▶ [Enunciado del ejercicio]: Por favor, reproduce íntegro y sin ningún cambio el fragmento sobre Orbón y el ayuntamiento de Avilés.

▶ [Fragmento seleccionado]:
========================================================================

Y de campos iba la cosa. En esos tiempos
el ayuntamiento de Avilés fue campo de batalla con dos periodistas tiroteándose
en la misma trinchera. Manuel González Wes, secretario municipal y director del
diario local, y Orbón, teniente de alcalde y director del semanario local. El
primero opuesto a la dictadura de Primo de Rivera anhelando la llegada de una
república reformista por la que trabajaba hacía décadas y el segundo no
siguiendo más dictados que los suyos.
Julián intentó eliminar a ese enemigo
político, y, al no conseguirlo, amenazó, como había hecho otras veces, con
dimitir de su cargo municipal. Y el alcalde, Valentín Alonso, accedió. Tragó
aquel farol para desgracia de Orbón, convencido de que, ahora sí, iba en serio.
La inestabilidad de los tiempos, especialmente en lo referente a la alcaldía,
hacían verosímil la propuesta.
Pero no era así. Amenazaba para que le
impidieran la marcha. Y el alcalde no lo hizo, con lo que pasó a la lista negra
de El Progreso. Y así hasta que llegó
su sucesor, en febrero de 1928, José López Ocaña, para el que Orbón reservó
todas sus laudas, colgándole las medallas de todos los progresos de Avilés,
hasta escribir que era “la población de su importancia mejor alumbrada de
España”. Brillante flor para lanzársela a un alcalde en aquellos tiempos. Ya
saben que, en “Es Avilés”, se canta como gran logro aquello de “…Y hermosa
electricidad” (pronúnciese “eletrecidá”).
Con toda esa luz, y muchos menos
taquígrafos, llegó la Segunda República. Para él una mala noticia. Siguió
adelante, cómodo dentro de sus hechuras de polemista, sin renunciar a ninguna
de las controversias que le salieron al paso durante estos años. Era valiente. Se
esté o no de acuerdo con las ideas de Orbón, demostraba otra vez ser un viejo
periodista. De esos de oficio. De un oficio muy distinto al que ahora se
practica. En estos momentos se valora la imposible “objetividad”, entonces la
prensa existía, como desde su nacimiento, para tomar partido. Para defender unos
intereses y unas causas que no se ocultaban, se les dejaban claras a los
lectores para que optasen por leer ésos u otros papeles. Todos tenían amo.

========================================================================

▶ [Datos registrados]:
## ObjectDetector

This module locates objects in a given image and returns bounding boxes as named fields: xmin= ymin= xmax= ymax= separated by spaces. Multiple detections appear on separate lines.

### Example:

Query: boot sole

========================================================================

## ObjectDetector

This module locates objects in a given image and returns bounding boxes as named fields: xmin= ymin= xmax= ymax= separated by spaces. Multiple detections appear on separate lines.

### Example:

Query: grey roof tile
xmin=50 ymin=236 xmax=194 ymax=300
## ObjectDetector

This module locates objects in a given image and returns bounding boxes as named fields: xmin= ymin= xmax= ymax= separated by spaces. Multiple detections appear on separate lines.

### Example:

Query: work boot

========================================================================

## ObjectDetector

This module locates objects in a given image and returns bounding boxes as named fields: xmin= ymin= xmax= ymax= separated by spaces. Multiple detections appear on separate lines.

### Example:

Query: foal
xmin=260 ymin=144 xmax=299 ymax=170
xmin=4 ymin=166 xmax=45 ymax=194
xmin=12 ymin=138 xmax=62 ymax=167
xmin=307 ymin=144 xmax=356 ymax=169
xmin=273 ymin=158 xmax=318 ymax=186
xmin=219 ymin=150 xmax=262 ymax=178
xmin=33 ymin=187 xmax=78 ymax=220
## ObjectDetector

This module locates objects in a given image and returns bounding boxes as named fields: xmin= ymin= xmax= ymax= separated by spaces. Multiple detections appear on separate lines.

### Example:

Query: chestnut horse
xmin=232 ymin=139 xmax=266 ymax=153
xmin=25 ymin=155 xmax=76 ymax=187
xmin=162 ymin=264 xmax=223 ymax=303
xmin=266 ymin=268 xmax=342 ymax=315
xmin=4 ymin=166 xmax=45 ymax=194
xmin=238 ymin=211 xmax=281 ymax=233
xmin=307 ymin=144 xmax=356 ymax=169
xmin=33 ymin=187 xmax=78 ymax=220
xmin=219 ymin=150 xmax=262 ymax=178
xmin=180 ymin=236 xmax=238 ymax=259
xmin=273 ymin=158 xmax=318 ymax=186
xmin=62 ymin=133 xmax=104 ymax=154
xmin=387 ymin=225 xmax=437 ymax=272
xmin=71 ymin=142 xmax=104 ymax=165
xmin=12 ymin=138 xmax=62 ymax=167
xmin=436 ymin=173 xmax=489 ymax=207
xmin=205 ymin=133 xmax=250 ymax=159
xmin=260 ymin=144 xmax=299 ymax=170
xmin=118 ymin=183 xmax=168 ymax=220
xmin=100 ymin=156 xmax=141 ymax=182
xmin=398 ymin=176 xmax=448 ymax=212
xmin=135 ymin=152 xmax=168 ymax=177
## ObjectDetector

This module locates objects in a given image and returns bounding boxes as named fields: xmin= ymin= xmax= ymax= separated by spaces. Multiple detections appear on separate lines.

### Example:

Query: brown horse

========================================================================

▶ [Solución más abajo]:
Y de campos iba la cosa. En esos tiempos
el ayuntamiento de Avilés fue campo de batalla con dos periodistas tiroteándose
en la misma trinchera. Manuel González Wes, secretario municipal y director del
diario local, y Orbón, teniente de alcalde y director del semanario local. El
primero opuesto a la dictadura de Primo de Rivera anhelando la llegada de una
república reformista por la que trabajaba hacía décadas y el segundo no
siguiendo más dictados que los suyos.
Julián intentó eliminar a ese enemigo
político, y, al no conseguirlo, amenazó, como había hecho otras veces, con
dimitir de su cargo municipal. Y el alcalde, Valentín Alonso, accedió. Tragó
aquel farol para desgracia de Orbón, convencido de que, ahora sí, iba en serio.
La inestabilidad de los tiempos, especialmente en lo referente a la alcaldía,
hacían verosímil la propuesta.
Pero no era así. Amenazaba para que le
impidieran la marcha. Y el alcalde no lo hizo, con lo que pasó a la lista negra
de El Progreso. Y así hasta que llegó
su sucesor, en febrero de 1928, José López Ocaña, para el que Orbón reservó
todas sus laudas, colgándole las medallas de todos los progresos de Avilés,
hasta escribir que era “la población de su importancia mejor alumbrada de
España”. Brillante flor para lanzársela a un alcalde en aquellos tiempos. Ya
saben que, en “Es Avilés”, se canta como gran logro aquello de “…Y hermosa
electricidad” (pronúnciese “eletrecidá”).
Con toda esa luz, y muchos menos
taquígrafos, llegó la Segunda República. Para él una mala noticia. Siguió
adelante, cómodo dentro de sus hechuras de polemista, sin renunciar a ninguna
de las controversias que le salieron al paso durante estos años. Era valiente. Se
esté o no de acuerdo con las ideas de Orbón, demostraba otra vez ser un viejo
periodista. De esos de oficio. De un oficio muy distinto al que ahora se
practica. En estos momentos se valora la imposible “objetividad”, entonces la
prensa existía, como desde su nacimiento, para tomar partido. Para defender unos
intereses y unas causas que no se ocultaban, se les dejaban claras a los
lectores para que optasen por leer ésos u otros papeles. Todos tenían amo.